Excerpts of pointing data:
— START —

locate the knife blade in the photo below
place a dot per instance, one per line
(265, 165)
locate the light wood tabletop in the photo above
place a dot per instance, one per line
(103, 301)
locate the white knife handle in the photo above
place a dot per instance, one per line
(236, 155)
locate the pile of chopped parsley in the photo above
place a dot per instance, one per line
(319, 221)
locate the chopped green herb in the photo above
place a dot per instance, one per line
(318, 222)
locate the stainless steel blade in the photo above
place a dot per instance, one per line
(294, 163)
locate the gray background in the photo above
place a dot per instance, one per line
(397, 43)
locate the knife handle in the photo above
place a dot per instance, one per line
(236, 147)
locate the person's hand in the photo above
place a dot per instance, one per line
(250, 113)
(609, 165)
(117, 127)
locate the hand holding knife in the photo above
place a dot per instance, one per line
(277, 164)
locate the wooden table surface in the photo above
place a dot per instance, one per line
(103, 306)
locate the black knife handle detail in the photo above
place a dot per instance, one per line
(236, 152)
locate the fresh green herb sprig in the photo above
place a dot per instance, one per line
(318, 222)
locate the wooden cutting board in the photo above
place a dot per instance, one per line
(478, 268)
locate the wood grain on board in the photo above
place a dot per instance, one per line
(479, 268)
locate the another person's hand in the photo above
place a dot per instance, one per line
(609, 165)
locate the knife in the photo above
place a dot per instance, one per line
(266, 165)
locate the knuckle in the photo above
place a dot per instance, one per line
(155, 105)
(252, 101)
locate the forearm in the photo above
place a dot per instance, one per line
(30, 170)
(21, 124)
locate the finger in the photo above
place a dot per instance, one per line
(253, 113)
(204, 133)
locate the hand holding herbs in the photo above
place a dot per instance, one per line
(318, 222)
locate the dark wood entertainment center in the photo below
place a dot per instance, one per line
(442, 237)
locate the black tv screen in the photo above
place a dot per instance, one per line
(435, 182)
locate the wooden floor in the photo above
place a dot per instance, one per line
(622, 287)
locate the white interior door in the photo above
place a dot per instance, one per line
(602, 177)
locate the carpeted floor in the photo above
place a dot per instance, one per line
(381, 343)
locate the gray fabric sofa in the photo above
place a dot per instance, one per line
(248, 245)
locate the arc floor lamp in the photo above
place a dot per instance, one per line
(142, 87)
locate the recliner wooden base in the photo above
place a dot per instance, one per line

— END —

- **Exercise requirements**
Write out every line of the records above, keeping each one identical to how it appears.

- **Output of the task**
locate the knife blade in the photo below
place a dot per instance, one per line
(265, 165)
locate the light wood tabletop in the photo above
place a dot per instance, one per line
(103, 301)
locate the white knife handle in the photo above
place a dot per instance, one per line
(236, 155)
locate the pile of chopped parsley in the photo above
place a dot per instance, one per line
(319, 221)
locate the chopped green herb in the photo above
place a dot per instance, one per line
(318, 222)
locate the stainless steel blade in the photo above
place a dot per instance, one per line
(294, 163)
locate the gray background in the photo above
place a dot per instance, one per line
(397, 43)
locate the knife handle in the photo above
place a dot per instance, one per line
(236, 147)
locate the person's hand in the photo above
place a dot per instance, one per line
(250, 113)
(609, 165)
(117, 127)
locate the hand holding knife in the photo above
place a dot per instance, one per line
(277, 164)
locate the wooden table surface in the photo above
place a dot per instance, one per line
(103, 306)
locate the black knife handle detail in the photo above
place a dot per instance, one per line
(236, 152)
locate the fresh green herb sprig in the photo above
place a dot per instance, one per line
(318, 222)
locate the wooden cutting board in the photo above
place a dot per instance, one per line
(478, 268)
locate the wood grain on board in the photo above
place a dot per instance, one per line
(479, 268)
locate the another person's hand in the photo above
place a dot per instance, one per line
(609, 165)
locate the knife in the photo above
place a dot per instance, one per line
(266, 165)
locate the knuckle in the photo above
place a dot per instance, one per line
(155, 105)
(252, 101)
locate the forearm in the photo above
place a dot per instance, one per line
(30, 170)
(21, 124)
locate the finger in the photo above
place a dot per instance, one per line
(253, 113)
(204, 133)
locate the hand holding herbs in the photo above
place a dot per instance, one per line
(318, 222)
locate the dark wood entertainment center in the photo below
place a dot per instance, one per line
(442, 237)
locate the black tv screen in the photo above
place a dot per instance, one per line
(435, 182)
locate the wooden floor in the photo above
place a dot per instance, one per line
(622, 287)
locate the white interior door in the photo above
place a dot per instance, one per line
(602, 177)
locate the carpeted floor in the photo above
place a dot per instance, one per line
(381, 343)
locate the gray fabric sofa in the photo above
place a dot per instance, one per line
(248, 245)
locate the arc floor lamp in the photo above
place a dot per instance, one per line
(142, 87)
locate the recliner wooden base in the photo above
place a dot per instance, one per line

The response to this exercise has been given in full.